-------- PROVIDED MATERIAL --------
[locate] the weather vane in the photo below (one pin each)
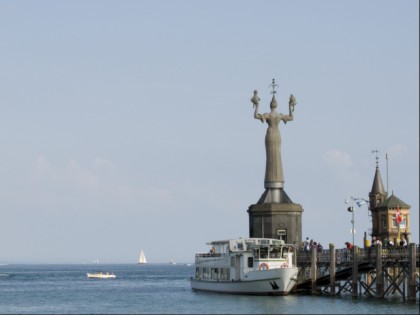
(377, 158)
(273, 85)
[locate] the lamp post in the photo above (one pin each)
(351, 209)
(359, 202)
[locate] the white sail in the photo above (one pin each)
(142, 258)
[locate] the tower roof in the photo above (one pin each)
(378, 186)
(394, 202)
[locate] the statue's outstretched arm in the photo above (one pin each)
(255, 100)
(292, 103)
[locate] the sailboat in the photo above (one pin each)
(142, 258)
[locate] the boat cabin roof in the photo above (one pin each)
(242, 244)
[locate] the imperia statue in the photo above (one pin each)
(274, 177)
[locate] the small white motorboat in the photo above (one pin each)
(101, 275)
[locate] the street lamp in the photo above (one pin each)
(359, 202)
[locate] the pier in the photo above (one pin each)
(377, 271)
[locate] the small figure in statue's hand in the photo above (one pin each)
(255, 99)
(292, 102)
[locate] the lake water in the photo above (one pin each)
(157, 289)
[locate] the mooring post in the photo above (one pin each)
(313, 269)
(332, 269)
(379, 272)
(412, 272)
(355, 272)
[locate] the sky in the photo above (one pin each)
(127, 125)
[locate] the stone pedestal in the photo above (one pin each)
(276, 220)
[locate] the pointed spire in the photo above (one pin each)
(378, 186)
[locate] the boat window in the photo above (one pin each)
(264, 253)
(275, 252)
(224, 273)
(206, 273)
(214, 273)
(250, 262)
(256, 253)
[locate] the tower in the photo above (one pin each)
(390, 215)
(275, 215)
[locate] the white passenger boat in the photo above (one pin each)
(101, 275)
(254, 266)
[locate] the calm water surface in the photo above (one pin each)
(158, 289)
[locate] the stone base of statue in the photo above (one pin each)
(276, 216)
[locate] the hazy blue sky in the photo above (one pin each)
(128, 124)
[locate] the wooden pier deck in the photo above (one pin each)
(375, 271)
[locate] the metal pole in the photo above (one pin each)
(352, 219)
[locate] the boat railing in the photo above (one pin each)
(207, 255)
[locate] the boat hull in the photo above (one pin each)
(100, 276)
(262, 282)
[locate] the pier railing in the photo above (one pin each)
(377, 270)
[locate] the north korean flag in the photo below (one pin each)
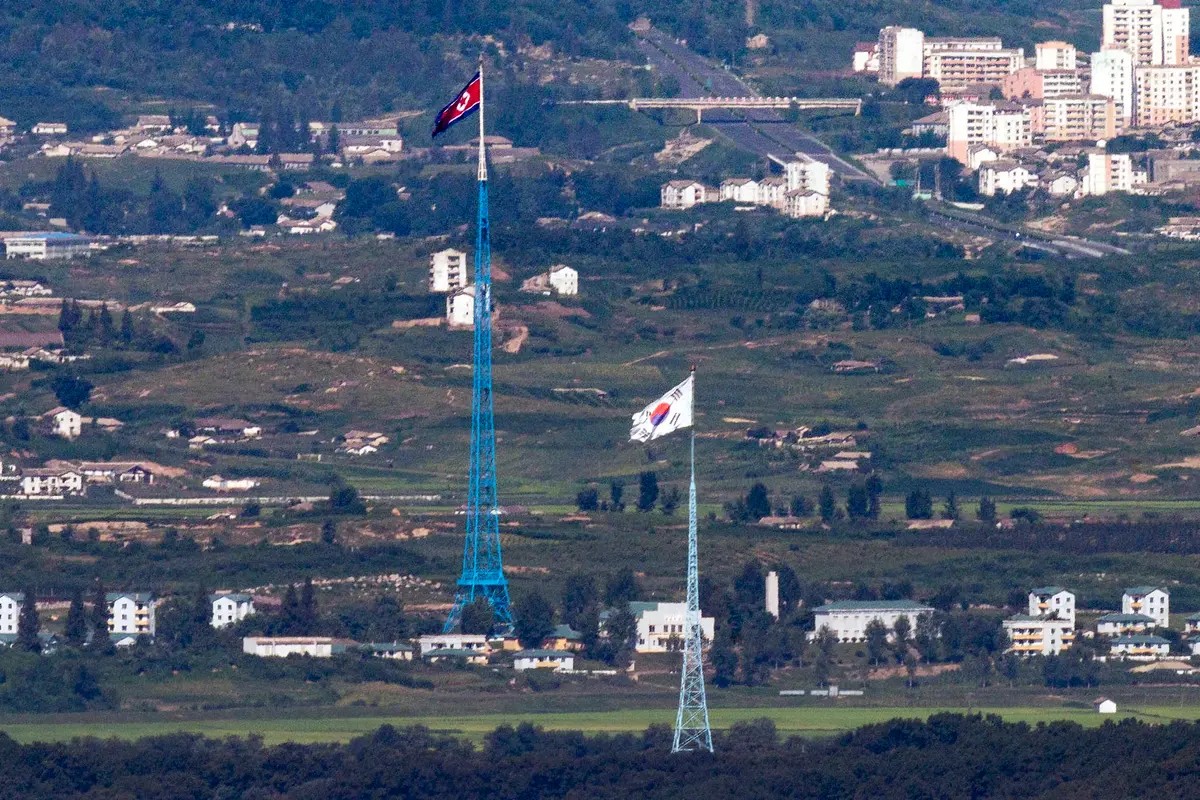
(461, 107)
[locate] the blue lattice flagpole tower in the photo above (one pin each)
(483, 567)
(693, 731)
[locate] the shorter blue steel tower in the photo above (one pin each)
(483, 566)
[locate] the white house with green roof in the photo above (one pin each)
(1151, 601)
(1053, 600)
(847, 619)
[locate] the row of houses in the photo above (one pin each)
(802, 191)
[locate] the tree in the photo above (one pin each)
(478, 617)
(827, 504)
(535, 619)
(616, 494)
(76, 631)
(71, 390)
(876, 641)
(987, 511)
(647, 491)
(757, 501)
(28, 624)
(587, 499)
(670, 500)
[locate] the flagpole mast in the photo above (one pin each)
(693, 729)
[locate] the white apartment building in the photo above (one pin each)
(231, 608)
(461, 307)
(1054, 55)
(1079, 118)
(683, 194)
(847, 619)
(1031, 635)
(808, 175)
(660, 626)
(1108, 173)
(1123, 624)
(967, 62)
(1113, 77)
(1165, 95)
(448, 270)
(1153, 31)
(1003, 127)
(474, 642)
(1053, 601)
(131, 613)
(1151, 601)
(901, 54)
(10, 613)
(741, 190)
(1005, 178)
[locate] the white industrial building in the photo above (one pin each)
(847, 619)
(1151, 601)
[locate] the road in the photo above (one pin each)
(765, 132)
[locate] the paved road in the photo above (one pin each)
(766, 132)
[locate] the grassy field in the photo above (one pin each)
(789, 721)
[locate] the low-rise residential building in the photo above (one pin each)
(1031, 635)
(847, 619)
(1151, 601)
(556, 660)
(1123, 624)
(660, 626)
(1053, 601)
(1005, 178)
(131, 612)
(281, 647)
(231, 608)
(448, 270)
(1140, 647)
(684, 194)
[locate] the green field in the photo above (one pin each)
(789, 721)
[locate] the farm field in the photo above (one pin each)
(789, 721)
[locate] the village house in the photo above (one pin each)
(131, 612)
(229, 608)
(847, 619)
(1151, 601)
(555, 660)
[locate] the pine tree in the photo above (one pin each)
(76, 630)
(28, 624)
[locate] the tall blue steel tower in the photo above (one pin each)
(483, 569)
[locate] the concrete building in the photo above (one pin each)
--------
Update everything from the line containing "[locate] the farm" down to the end of the material, changing "pine tree" to "evergreen tree" and leaving all else unchanged.

[locate] the farm field in the photo above (one pin each)
(789, 721)
[locate] the village house in the photo above (one pin each)
(131, 612)
(229, 608)
(847, 619)
(1151, 601)
(555, 660)
[locate] the evergreen tree in the photo above (one pin each)
(76, 630)
(28, 624)
[locate] the tall blue steel tower in the photo above (one pin each)
(483, 569)
[locate] the concrete building in the photo above (one pin each)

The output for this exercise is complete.